Information below:

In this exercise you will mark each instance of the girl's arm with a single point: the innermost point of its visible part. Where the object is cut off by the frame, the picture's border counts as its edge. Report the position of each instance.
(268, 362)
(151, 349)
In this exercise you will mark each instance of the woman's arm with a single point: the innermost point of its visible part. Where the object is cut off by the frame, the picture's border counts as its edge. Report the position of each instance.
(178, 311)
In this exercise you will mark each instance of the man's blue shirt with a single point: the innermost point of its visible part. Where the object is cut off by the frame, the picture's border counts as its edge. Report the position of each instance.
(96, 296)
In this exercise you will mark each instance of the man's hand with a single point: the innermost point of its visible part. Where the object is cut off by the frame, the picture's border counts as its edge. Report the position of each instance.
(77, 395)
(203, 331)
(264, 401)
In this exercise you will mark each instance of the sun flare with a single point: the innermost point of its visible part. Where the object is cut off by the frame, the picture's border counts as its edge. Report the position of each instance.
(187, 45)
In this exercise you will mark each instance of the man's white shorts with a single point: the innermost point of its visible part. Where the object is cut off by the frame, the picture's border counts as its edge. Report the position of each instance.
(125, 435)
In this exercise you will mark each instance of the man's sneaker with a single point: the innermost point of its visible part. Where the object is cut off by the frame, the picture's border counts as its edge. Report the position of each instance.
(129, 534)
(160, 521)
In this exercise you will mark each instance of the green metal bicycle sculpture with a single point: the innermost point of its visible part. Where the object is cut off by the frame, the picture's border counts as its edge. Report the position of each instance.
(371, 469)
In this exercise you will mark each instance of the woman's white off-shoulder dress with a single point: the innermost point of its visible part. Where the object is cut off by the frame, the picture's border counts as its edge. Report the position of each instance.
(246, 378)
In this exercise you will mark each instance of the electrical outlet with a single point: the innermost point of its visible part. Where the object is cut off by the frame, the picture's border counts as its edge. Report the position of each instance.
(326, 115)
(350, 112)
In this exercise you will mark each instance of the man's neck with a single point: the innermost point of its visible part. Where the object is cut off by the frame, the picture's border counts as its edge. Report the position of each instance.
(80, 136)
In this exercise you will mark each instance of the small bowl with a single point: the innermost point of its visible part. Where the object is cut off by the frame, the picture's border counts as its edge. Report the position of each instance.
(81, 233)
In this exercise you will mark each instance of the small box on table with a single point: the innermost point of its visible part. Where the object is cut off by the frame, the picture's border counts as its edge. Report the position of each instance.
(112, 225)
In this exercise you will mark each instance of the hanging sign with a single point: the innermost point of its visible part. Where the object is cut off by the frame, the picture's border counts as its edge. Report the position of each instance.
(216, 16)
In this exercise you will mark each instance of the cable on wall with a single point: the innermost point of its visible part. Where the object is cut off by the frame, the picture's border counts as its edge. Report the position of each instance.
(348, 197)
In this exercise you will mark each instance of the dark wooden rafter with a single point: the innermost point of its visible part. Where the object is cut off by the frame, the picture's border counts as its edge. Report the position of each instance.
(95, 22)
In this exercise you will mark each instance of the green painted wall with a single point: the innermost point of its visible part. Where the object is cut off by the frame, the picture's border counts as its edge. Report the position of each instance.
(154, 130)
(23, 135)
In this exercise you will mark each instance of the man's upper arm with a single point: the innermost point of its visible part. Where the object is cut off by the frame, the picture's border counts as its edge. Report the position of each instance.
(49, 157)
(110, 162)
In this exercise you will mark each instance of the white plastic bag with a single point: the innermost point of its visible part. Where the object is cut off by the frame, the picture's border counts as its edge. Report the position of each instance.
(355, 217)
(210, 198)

End of Information.

Write down all of the listing exactly.

In this exercise you will mark each instance of the girl's arm with a single point: the innermost point of its visible part. Where the object is cut off by the frame, the picture's border counts as its edge. Report the position of each instance.
(268, 362)
(151, 349)
In this exercise you will mark each instance of the woman's arm with a single point: the innermost point of its visible part. Where the object is cut off by the frame, the picture's border counts as its edge. Report the position of each instance.
(178, 311)
In this exercise you will mark each instance of the man's blue shirt with a single point: the innermost point of its visible part. Where the object is cut off by the frame, the picture's border counts as its edge. Report the position of each instance.
(96, 296)
In this exercise you will mark each instance of the man's hand with a single point: the innermost point of its visible part. Where the object is cut off by the frame, the picture's border counts as its edge. Report the position of each instance.
(77, 395)
(203, 331)
(264, 401)
In this exercise you will mark each instance of the sun flare with a single point: the innermost point of its visible part. Where the object is cut off by the frame, the picture's border counts as its edge. Report the position of each instance.
(187, 45)
In this exercise you will mark each instance of the man's white shorts with a single point: the innermost point of its visible part. Where the object is cut off by the frame, the picture's border counts as its edge. Report the position of each instance.
(125, 435)
In this exercise you will mark each instance of the man's sneaker with a single point: the innermost point of its visible part. Where the object is cut off by the frame, the picture's border counts as its edge. Report the position of each instance.
(129, 534)
(160, 521)
In this exercise you will mark each instance of the green metal bicycle sculpture with a single point: the innermost point of its visible part. Where the object is cut off by the frame, the picture's border counts as its edge. Report the position of each instance.
(371, 469)
In this exercise you will mark each instance of the woman's white off-shoulder dress with a single point: the innermost point of its visible part. Where the object is cut off by the frame, the picture's border counts as its edge. Report the position of each instance.
(246, 378)
In this exercise you will mark each instance of the electrical outlet with a single point: the innermost point of its visible part. Where the object is cut off by the frame, the picture's border counts as its edge. Report the position of each instance.
(326, 115)
(350, 112)
In this exercise you will mark each instance of the man's neck with a single point: the innermost point of its visible part. Where the object is cut off by the frame, the picture's border counts as its edge. Report the position of each instance.
(80, 136)
In this exercise you will mark each instance of the small bowl with a single point: the innermost point of its visible part. Where the object is cut off by the frame, the picture's border counts as its edge. Report the position of each instance.
(81, 233)
In this exercise you will mark each instance of the small box on table with a single point: the innermost point of its visible part. Where the object is cut off by the frame, the picture's border counts as its edge. Report the position of each instance.
(112, 225)
In this exercise you will mark each instance of the hanging sign with a single point: the innermost point of its visible part. Where the object is cut off by the frame, the picture's border counts as its edge. Report the position of each instance.
(216, 16)
In this exercise you will mark each instance of the cable on wall with a single point: the innermost point of its visible part. Where the object is cut off by the frame, the picture's border counts as its edge. Report the position of each instance.
(348, 197)
In this exercise you will mark each instance of the dark wooden rafter with a single point: the innermost point of its visible part. Where the object is cut off by the frame, the picture's border counts as its edge. Report the position of each instance.
(95, 22)
In this exercise you will mark each instance of the green painted wall with a single point: the innermost point of its visible part. Where the object is cut off by the frame, the picture's border counts as its edge. Report the position of each instance.
(154, 130)
(23, 135)
In this exercise you will mark each instance of the man's upper arm with a single point: the innermost point of its visible part. Where the object is cut off by the frame, the picture's border counts as its edge. Report the position of each instance.
(49, 157)
(110, 162)
In this exercise you will mark each instance of the white plastic bag with a single point: the innermost point of its visible part. Where the object is cut off by the frame, the picture's border counts as its edge. Report the position of each instance.
(355, 217)
(210, 198)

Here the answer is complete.